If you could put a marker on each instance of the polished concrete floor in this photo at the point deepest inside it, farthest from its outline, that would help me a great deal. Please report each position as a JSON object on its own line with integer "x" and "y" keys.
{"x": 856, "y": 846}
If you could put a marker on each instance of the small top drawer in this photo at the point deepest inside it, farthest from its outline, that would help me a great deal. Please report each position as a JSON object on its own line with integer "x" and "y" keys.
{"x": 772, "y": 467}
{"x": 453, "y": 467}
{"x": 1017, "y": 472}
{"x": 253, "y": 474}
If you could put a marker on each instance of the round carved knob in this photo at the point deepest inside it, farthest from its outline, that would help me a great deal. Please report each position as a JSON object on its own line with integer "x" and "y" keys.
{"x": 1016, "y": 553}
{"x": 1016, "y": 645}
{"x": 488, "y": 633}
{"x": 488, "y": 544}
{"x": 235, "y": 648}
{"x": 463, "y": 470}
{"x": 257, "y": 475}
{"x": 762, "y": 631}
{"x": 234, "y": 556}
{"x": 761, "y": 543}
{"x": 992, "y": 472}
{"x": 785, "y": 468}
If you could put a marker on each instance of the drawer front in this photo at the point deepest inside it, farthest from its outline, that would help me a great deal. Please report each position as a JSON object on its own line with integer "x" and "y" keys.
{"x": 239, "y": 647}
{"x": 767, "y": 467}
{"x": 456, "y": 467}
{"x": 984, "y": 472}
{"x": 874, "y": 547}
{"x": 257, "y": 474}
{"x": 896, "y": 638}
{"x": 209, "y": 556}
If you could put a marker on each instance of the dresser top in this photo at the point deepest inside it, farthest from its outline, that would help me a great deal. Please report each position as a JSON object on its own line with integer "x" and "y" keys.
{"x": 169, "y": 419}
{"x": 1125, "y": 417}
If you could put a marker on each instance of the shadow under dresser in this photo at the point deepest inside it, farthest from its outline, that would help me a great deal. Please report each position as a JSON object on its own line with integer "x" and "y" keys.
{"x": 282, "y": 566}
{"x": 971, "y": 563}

○ ○ ○ ○

WHAT TO DO
Each of the lines from the one that contains "of the small" through the last line of the data needs to be repeated exactly, with no others.

ANSWER BELOW
If you could put a marker on each instance of the small top drawer in this photo at the point deepest inside it, farthest from its outline, that would help me a great deal. Please report each position as a JSON object on its own line with integer "x" and "y" keys.
{"x": 772, "y": 467}
{"x": 453, "y": 467}
{"x": 1017, "y": 472}
{"x": 253, "y": 474}
If you could put a marker on each instance of the round carved knob in this photo at the point deepest inside it, farthest from its outline, that would help me a great deal. Please report each position as a JSON object on its own line with integer "x" and "y" keys.
{"x": 1016, "y": 553}
{"x": 1016, "y": 645}
{"x": 488, "y": 633}
{"x": 488, "y": 544}
{"x": 235, "y": 648}
{"x": 463, "y": 470}
{"x": 257, "y": 475}
{"x": 762, "y": 631}
{"x": 234, "y": 556}
{"x": 761, "y": 543}
{"x": 992, "y": 472}
{"x": 785, "y": 468}
If you could put a marker on each instance of the drawer front in this photo at the point deepest inside it, farthest from its outline, that would help me a great deal. Please report each position as a JSON object on its own line with integer "x" and "y" keys.
{"x": 239, "y": 647}
{"x": 767, "y": 467}
{"x": 456, "y": 467}
{"x": 984, "y": 472}
{"x": 874, "y": 547}
{"x": 257, "y": 474}
{"x": 896, "y": 638}
{"x": 209, "y": 556}
If you could put a marker on each instance of the dresser top in this photo at the point deepest inside it, farthest from its outline, that would help me a great deal. Please report each position as a JSON object on its own line with integer "x" and "y" keys.
{"x": 169, "y": 419}
{"x": 1125, "y": 417}
If you could put a marker on each instance of the shadow under dresser in this photo at the point deepest inside it, farthest from its outline, that would help me a great deal. Please report each position as a JSON object on its own line with integer "x" and "y" keys.
{"x": 282, "y": 566}
{"x": 971, "y": 563}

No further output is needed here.